▶ _Provided passage_
┏━━

Elon Musk, Steve Wozniak, thousands of experts call to stop advanced AI development: What risks do they see?

March 30, 2023  12:29

Tesla and SpaceX CEO Elon Musk, Apple co-founder Steve Wozniak, and thousands of artificial intelligence (AI) experts and industry leaders are calling for an end to the development of advanced AI. They see serious risks for modern society in the very rapid development of AI.

In an open letter published by the Future of Life Institute, experts ask AI labs to stop training systems more powerful than OpenAI's GPT-4 for at least six months until there are shared security protocols. And if it is not possible to stop the teaching of AI quickly enough, the authorities of the countries "should step in and institute a moratorium."

"Contemporary AI systems are now becoming human-competitive at general tasks, and we must ask ourselves: Should we let machines flood our information channels with propaganda and untruth? Should we automate away all the jobs, including the fulfilling ones? Should we develop nonhuman minds that might eventually outnumber, outsmart, obsolete and replace us? Should we risk loss of control of our civilization?" the letter reads.

The authors of this letter argue that powerful AI systems can only be developed when we are confident that their impact will be positive and the risks—manageable.

As reported by Reuters, this letter was also signed by Stability AI CEO Emad Mostaque, researchers at Alphabet-owned DeepMind—owned by Alphabet, and AI heavyweights Yoshua Bengio, often referred to as one of the "godfathers of AI," and Stuart Russell, a pioneer of research in the field. You can see the full list of signed professionals at the bottom of the letter.

Moreover, Sundar Pichai and Satya Nadella, CEOs of Alphabet and Microsoft, did not sign the letter. Sam Altman, chief executive at OpenAI, also was not among those who signed the letter.

┗━━

▶ _Input data_
┏━━

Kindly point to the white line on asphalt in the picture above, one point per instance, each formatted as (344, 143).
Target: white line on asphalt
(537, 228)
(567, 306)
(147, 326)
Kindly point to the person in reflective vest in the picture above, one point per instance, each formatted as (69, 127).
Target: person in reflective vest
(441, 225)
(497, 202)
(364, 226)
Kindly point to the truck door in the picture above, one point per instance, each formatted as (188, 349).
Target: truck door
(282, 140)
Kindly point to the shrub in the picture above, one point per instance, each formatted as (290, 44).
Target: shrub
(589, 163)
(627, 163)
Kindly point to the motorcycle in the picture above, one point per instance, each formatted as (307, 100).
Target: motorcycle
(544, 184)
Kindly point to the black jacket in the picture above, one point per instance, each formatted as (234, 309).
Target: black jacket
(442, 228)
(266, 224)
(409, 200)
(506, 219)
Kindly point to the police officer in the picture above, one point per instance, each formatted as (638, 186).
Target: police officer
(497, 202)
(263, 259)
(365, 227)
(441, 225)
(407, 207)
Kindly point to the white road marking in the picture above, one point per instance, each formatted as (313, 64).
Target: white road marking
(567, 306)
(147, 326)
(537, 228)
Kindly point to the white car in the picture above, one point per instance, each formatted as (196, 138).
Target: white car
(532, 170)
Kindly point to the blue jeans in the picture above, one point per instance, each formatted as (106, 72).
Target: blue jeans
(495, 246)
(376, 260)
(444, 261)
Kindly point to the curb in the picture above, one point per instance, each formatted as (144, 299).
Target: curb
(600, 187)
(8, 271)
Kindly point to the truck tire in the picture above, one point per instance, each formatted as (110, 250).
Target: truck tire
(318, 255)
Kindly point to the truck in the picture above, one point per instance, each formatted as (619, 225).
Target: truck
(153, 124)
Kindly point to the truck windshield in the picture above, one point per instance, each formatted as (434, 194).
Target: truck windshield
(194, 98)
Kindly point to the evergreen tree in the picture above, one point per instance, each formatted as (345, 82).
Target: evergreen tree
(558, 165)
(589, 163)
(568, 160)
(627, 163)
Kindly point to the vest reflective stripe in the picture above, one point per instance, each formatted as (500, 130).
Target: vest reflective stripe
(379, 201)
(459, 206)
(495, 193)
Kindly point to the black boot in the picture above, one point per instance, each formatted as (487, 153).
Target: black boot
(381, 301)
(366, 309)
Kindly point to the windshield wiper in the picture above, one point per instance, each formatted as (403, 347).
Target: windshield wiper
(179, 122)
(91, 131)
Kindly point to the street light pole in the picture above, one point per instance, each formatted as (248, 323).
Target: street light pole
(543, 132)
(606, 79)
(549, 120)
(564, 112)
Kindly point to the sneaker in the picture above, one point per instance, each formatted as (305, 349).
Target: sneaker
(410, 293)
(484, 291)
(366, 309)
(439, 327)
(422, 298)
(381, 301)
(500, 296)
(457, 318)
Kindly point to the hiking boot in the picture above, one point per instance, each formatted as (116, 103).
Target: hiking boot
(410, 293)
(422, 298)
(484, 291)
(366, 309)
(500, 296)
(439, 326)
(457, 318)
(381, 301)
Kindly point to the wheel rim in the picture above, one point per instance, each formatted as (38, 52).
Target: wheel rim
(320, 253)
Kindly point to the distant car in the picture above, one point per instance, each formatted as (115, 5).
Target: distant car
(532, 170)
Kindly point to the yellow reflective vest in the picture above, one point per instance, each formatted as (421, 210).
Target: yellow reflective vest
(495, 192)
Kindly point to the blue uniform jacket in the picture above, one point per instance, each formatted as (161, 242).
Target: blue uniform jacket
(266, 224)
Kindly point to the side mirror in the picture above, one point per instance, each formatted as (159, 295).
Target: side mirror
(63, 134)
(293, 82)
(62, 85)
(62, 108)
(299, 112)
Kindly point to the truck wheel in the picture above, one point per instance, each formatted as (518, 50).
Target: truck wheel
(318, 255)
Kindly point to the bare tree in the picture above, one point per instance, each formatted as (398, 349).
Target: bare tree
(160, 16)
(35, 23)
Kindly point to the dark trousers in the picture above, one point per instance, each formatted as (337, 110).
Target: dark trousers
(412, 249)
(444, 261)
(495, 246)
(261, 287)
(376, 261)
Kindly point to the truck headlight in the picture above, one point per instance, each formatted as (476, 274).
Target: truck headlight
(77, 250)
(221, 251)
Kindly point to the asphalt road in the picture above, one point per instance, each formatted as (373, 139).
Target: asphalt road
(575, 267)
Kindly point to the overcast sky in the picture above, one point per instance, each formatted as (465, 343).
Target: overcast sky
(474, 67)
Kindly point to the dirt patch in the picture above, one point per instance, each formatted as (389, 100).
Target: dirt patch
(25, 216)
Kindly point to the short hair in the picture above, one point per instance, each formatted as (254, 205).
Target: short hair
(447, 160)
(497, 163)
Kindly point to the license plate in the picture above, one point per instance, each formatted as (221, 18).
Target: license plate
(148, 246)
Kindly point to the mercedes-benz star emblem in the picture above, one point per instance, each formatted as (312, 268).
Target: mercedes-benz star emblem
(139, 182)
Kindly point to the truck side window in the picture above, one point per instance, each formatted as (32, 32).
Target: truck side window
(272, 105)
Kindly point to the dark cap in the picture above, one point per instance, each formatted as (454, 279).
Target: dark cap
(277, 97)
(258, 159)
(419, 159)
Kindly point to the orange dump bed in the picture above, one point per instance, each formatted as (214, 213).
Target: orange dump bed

┗━━
┏━━

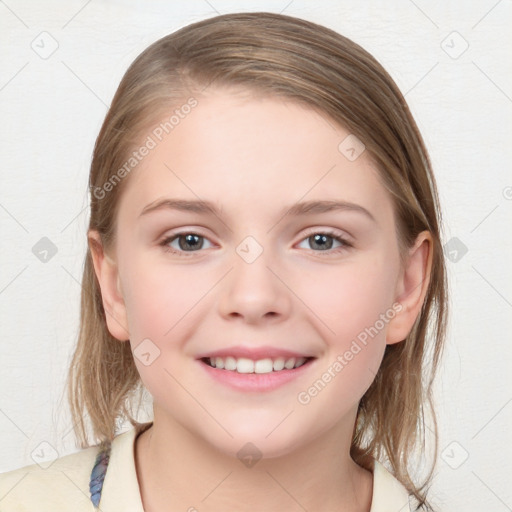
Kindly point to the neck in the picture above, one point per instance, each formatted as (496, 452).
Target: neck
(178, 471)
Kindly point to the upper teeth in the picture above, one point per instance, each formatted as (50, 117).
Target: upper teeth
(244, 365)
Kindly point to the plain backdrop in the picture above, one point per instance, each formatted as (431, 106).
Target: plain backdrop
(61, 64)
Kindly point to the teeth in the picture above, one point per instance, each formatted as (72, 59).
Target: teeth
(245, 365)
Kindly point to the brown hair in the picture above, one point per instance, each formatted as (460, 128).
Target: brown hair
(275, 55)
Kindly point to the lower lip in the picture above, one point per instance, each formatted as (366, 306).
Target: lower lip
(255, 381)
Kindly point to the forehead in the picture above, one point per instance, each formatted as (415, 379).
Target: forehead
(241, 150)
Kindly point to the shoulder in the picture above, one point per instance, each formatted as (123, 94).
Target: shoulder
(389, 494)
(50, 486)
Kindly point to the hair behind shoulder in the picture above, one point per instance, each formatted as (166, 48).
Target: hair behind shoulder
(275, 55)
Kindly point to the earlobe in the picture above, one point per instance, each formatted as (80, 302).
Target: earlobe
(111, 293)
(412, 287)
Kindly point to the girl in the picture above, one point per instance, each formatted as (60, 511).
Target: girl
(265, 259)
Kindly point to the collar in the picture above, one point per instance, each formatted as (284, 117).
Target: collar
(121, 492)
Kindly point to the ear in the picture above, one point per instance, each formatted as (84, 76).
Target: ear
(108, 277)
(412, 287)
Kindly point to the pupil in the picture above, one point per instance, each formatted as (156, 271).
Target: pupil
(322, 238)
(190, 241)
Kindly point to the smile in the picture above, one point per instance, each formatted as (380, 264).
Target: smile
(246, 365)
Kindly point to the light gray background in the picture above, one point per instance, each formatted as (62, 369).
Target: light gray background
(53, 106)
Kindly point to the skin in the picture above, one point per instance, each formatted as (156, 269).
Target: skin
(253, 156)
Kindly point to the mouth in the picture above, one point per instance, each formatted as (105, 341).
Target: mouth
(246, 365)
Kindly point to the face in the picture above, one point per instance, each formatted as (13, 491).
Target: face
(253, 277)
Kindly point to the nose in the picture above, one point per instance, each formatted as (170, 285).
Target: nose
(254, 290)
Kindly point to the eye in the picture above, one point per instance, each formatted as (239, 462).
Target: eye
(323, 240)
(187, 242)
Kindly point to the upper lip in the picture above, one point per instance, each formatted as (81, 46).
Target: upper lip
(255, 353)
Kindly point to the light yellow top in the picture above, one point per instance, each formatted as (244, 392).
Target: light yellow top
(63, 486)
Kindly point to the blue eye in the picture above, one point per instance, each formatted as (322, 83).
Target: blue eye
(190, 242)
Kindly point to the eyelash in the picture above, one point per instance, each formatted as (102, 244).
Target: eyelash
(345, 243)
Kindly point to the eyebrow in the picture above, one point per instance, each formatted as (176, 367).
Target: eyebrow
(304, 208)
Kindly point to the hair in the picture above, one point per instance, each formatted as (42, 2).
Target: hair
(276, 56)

┗━━
┏━━

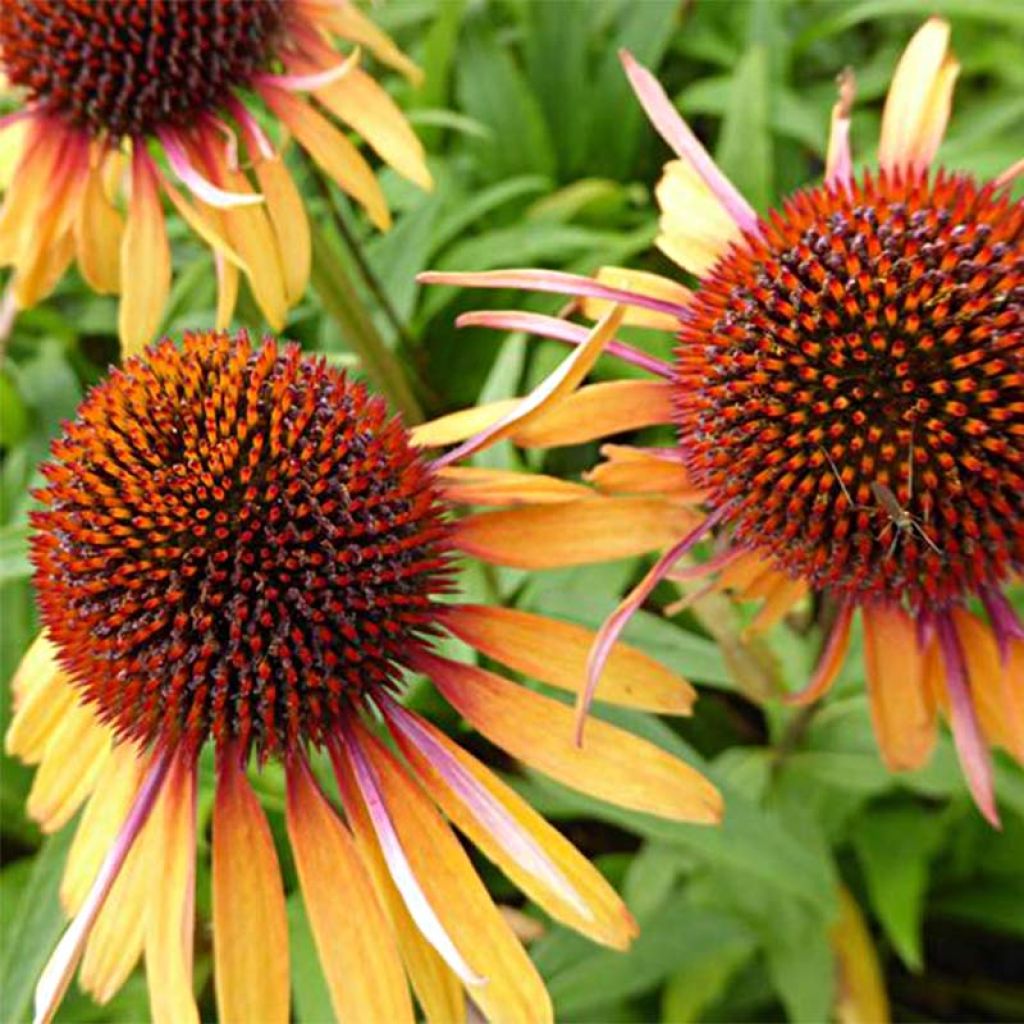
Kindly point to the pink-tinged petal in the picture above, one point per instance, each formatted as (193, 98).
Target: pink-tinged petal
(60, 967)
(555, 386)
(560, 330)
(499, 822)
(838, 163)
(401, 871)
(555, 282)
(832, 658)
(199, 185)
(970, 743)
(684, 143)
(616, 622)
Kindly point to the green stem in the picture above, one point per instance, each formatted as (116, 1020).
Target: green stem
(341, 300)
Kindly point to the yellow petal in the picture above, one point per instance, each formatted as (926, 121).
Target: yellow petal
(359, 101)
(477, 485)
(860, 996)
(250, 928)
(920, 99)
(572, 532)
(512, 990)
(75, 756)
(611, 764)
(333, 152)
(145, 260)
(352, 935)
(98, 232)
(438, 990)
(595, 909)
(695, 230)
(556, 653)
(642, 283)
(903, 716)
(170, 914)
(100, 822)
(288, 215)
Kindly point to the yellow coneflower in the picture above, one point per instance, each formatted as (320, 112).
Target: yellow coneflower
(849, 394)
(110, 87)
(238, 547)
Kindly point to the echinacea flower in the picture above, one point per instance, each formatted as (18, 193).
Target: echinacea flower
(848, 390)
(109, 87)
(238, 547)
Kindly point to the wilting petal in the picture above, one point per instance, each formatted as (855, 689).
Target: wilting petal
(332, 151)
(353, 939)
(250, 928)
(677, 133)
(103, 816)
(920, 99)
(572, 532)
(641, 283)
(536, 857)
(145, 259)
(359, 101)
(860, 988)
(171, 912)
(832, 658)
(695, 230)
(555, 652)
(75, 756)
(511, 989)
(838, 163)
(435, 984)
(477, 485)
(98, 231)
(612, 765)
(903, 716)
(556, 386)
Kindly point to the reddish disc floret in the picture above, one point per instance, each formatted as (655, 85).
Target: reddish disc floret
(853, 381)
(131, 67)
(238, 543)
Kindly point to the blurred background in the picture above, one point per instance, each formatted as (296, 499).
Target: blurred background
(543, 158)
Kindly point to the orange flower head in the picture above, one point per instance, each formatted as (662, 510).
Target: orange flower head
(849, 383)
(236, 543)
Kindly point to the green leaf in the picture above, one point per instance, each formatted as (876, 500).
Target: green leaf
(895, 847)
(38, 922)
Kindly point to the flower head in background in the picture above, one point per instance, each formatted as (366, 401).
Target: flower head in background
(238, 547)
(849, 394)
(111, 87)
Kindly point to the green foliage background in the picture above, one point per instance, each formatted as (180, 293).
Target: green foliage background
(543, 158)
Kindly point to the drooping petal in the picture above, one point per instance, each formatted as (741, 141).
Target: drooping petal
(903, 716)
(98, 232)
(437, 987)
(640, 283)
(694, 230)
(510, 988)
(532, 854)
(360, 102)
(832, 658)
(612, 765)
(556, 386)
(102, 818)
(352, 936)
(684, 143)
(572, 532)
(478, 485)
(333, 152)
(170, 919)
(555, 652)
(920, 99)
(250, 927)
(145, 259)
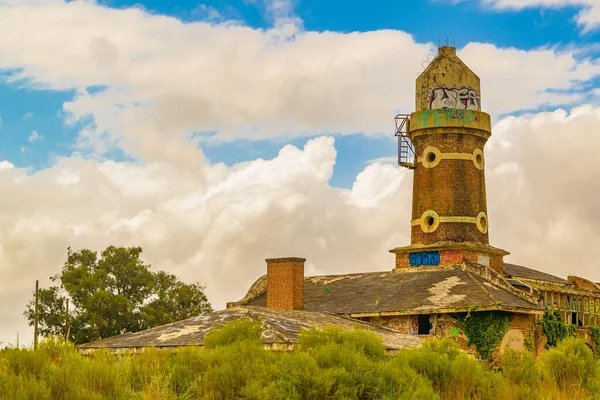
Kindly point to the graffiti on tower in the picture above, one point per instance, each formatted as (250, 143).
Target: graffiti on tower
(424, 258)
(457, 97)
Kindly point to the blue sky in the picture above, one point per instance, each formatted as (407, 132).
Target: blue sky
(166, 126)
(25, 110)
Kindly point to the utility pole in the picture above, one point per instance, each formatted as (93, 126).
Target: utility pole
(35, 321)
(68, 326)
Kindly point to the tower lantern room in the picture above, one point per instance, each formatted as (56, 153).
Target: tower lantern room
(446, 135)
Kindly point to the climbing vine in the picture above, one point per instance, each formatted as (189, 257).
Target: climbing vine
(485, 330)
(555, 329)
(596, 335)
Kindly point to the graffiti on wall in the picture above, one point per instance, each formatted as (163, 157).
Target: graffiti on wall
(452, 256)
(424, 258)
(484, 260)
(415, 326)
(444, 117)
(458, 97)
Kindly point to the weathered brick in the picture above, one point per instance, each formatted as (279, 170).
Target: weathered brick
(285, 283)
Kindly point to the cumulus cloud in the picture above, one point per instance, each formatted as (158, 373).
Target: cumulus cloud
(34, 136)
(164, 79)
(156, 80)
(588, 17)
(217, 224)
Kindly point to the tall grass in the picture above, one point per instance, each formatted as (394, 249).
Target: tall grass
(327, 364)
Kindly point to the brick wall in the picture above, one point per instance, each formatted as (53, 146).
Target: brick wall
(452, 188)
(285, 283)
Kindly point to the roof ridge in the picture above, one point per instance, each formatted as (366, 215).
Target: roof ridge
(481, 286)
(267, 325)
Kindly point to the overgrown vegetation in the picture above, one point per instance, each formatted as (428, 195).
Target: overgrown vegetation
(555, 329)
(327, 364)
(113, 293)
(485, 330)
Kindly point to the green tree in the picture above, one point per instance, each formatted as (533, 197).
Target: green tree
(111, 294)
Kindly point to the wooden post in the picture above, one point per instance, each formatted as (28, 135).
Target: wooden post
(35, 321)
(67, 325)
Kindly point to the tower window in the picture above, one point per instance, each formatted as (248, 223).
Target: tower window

┗━━

▶ _Exercise instructions_
From the article about the call to pause advanced AI development, list every person it names as having signed the open letter. The listing plays no part in what comes next.

▶ _Exercise output_
Elon Musk
Steve Wozniak
Emad Mostaque
Yoshua Bengio
Stuart Russell